Records from a dataset:
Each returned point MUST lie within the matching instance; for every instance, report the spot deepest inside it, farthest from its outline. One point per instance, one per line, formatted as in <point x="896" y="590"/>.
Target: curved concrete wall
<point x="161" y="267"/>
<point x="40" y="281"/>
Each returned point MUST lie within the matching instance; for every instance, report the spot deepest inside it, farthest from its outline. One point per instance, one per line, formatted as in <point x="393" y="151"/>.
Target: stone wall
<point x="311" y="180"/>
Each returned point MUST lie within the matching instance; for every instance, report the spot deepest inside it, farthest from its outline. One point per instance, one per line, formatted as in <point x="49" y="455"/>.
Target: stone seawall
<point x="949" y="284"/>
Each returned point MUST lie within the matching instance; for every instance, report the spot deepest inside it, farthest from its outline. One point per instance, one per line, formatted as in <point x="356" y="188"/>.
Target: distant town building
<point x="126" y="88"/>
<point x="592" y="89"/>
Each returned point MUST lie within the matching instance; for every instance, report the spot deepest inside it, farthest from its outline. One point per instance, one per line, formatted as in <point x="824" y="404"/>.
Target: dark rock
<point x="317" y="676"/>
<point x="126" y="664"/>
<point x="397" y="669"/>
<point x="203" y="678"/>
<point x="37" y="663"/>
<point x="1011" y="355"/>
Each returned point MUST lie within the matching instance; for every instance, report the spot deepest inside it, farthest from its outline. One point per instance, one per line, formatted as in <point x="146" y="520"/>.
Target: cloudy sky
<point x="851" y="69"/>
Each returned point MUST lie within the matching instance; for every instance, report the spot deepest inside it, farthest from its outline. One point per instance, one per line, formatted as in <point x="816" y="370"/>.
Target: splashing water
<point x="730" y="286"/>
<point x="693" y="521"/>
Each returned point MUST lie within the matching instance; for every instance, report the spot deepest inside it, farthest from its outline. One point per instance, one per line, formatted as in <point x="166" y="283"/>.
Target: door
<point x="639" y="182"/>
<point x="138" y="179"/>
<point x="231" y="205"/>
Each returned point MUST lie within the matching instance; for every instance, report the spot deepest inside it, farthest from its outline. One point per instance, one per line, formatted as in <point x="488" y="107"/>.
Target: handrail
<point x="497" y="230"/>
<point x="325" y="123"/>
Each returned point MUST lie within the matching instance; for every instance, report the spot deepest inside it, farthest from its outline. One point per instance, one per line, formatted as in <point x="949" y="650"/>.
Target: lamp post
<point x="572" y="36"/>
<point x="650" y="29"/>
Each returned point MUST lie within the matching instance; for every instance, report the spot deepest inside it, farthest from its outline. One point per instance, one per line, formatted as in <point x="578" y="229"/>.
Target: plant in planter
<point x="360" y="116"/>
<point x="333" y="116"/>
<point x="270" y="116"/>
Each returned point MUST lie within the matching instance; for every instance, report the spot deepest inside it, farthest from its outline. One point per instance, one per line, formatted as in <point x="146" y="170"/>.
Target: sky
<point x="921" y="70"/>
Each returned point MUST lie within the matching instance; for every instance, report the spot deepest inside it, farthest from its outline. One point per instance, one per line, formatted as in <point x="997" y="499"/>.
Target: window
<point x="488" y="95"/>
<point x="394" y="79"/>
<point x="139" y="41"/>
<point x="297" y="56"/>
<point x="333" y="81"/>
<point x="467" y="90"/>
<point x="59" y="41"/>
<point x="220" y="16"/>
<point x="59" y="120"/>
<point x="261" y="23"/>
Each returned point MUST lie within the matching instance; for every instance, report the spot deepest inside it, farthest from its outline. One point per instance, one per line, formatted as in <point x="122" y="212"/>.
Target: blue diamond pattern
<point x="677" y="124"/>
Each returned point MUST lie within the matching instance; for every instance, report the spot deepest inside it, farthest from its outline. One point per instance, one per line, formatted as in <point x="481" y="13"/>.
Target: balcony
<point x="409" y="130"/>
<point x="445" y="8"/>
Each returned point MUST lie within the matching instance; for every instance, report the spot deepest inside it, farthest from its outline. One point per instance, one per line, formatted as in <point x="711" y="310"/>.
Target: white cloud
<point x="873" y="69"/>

Exercise:
Go through the entries above and restate each one exactly.

Finished task:
Each returned point MUST lie within the matching instance; for every instance, report the spot deepest inside it, farthest from its outline. One point per instance, one per line, formatted as in <point x="896" y="590"/>.
Target: curved concrete wall
<point x="161" y="267"/>
<point x="40" y="281"/>
Each returned point MUST lie within the matching instance; for every instance, report the spot deepest inside it, farthest from its outline. One point per instance, one per line, formatted as in <point x="393" y="151"/>.
Target: stone wall
<point x="311" y="180"/>
Each returned point MUST lie within the matching instance; for every instance, report the spot deepest inside it, farthest from its outline. One point per instance, one per line, formatted as in <point x="49" y="455"/>.
Target: stone seawall
<point x="949" y="284"/>
Each returned point MUST lie within the matching instance; for every instance, report the spot deepest inside it, farthest from its outline. One point per instance, one per line, formatted as in <point x="356" y="188"/>.
Target: distant town building
<point x="126" y="88"/>
<point x="592" y="89"/>
Each returned point MUST lie within the matching instance; for every instance, report the spot deepest inside it, farthest from its outline. One point per instance, one per line, formatted as in <point x="824" y="404"/>.
Target: dark rock
<point x="317" y="676"/>
<point x="126" y="664"/>
<point x="397" y="669"/>
<point x="203" y="678"/>
<point x="37" y="663"/>
<point x="1011" y="355"/>
Each returned point MUST lie within the matching instance; for every instance, report the spot deepest inside it, farthest from its outline. One point per instance, one per line, formatted as in <point x="146" y="520"/>.
Target: cloudy sky
<point x="851" y="69"/>
Each returned point MUST lie within the matching instance; for every instance, report the spot deepest inside it, farthest from its outline. One point per instance, one per line, formatted as in <point x="816" y="370"/>.
Target: splashing water
<point x="730" y="286"/>
<point x="693" y="521"/>
Each returned point MUST lie within the matching instance; for every instance, report the spot deepest inside it, farthest from its outline. One point per instance, one per line, formatted as in <point x="166" y="283"/>.
Target: door
<point x="639" y="182"/>
<point x="138" y="179"/>
<point x="231" y="205"/>
Each returned point MUST lie within the matching instance; for every instance, report the spot deepest inside it, farthest from its outline. One point per instance, one per line, formatted as in <point x="488" y="107"/>.
Target: handrail
<point x="497" y="230"/>
<point x="325" y="123"/>
Each returned point MUST lie within the matching instance; for every instance, report the spot deepest inside it, farthest from its outline. One point per instance, one per line, formatted as in <point x="949" y="650"/>.
Target: lamp post
<point x="572" y="36"/>
<point x="650" y="29"/>
Each returned point MUST lie within the matching instance; for every instance, report the spot deepest inside it, farthest from its outline. One point per instance, one per line, formatted as in <point x="578" y="229"/>.
Target: plant in planter
<point x="360" y="116"/>
<point x="333" y="116"/>
<point x="270" y="116"/>
Each returned point MUST lie within the matching instance; for every instance, report the spot deepest inside it, farthest from its outline. One point per instance, one per line, formatted as in <point x="146" y="170"/>.
Target: sky
<point x="921" y="70"/>
Each returned point MUST lie within the matching instance; for every instance, report the spot deepest inside it, farthest from its outline. One point per instance, one per line, formatted as in <point x="997" y="499"/>.
Target: window
<point x="488" y="95"/>
<point x="394" y="79"/>
<point x="139" y="41"/>
<point x="297" y="56"/>
<point x="333" y="81"/>
<point x="467" y="90"/>
<point x="59" y="41"/>
<point x="220" y="16"/>
<point x="59" y="120"/>
<point x="261" y="23"/>
Each returned point MUST lie within the matching instance; for every instance, report the spot deepest inside it, farthest from its outline. One point per instance, one per line, formatted as in <point x="122" y="212"/>.
Target: blue diamond pattern
<point x="677" y="124"/>
Each returned point MUST lie within the matching instance; for every instance, report the spot deepest inside it, farthest from its outline. One point per instance, one per line, formatted as in <point x="481" y="13"/>.
Target: balcony
<point x="409" y="130"/>
<point x="445" y="8"/>
Each returned point MUST lie within the matching instance; for every instance, report the spot deepest inside it, farthest from its outline. One point per instance, one per line, formatted as in <point x="711" y="310"/>.
Target: white cloud
<point x="873" y="69"/>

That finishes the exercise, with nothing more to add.